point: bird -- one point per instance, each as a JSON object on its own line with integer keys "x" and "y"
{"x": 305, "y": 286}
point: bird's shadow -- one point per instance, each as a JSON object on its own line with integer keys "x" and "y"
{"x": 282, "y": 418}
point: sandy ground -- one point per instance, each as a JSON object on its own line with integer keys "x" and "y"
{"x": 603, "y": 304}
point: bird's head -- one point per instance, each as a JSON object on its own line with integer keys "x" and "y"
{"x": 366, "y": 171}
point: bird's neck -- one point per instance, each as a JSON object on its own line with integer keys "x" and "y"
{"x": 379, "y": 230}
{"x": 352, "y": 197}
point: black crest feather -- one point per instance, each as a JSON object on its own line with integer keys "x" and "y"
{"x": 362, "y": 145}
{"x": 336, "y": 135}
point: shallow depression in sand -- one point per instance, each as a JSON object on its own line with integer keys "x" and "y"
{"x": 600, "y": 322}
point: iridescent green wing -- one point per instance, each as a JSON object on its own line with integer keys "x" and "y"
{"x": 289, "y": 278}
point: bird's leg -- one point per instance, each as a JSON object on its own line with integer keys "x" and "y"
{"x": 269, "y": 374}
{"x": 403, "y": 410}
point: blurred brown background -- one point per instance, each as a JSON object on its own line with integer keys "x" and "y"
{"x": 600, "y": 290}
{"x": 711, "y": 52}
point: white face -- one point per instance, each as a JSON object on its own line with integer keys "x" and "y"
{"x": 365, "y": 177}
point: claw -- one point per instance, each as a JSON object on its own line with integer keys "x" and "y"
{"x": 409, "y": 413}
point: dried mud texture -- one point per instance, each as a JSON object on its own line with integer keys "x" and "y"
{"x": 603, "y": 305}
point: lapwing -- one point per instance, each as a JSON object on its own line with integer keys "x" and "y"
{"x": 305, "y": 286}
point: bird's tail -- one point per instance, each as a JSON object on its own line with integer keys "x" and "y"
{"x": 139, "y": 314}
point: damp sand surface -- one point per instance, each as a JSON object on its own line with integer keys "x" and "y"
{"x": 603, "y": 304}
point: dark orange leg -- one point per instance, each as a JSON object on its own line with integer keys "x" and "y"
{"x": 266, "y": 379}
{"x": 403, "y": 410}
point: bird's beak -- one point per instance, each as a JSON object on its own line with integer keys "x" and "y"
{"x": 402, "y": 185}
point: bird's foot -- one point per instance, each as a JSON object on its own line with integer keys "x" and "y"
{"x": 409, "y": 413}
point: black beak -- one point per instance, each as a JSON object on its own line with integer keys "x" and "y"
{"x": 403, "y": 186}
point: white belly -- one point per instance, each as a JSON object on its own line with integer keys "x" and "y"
--
Work to be completed:
Write out again, exactly, the lines from the one holding "point: bird's foot" through the end of the listing, with both ends included.

Finished task:
point: bird's foot -- one point per instance, each as a JSON object on its own line with integer keys "x" and "y"
{"x": 409, "y": 413}
point: black beak -- one point per instance, each as a JSON object on its own line with integer keys "x" and "y"
{"x": 403, "y": 186}
point: white belly -- one point per instance, each as a JSON object on its own line with integer keys "x" and "y"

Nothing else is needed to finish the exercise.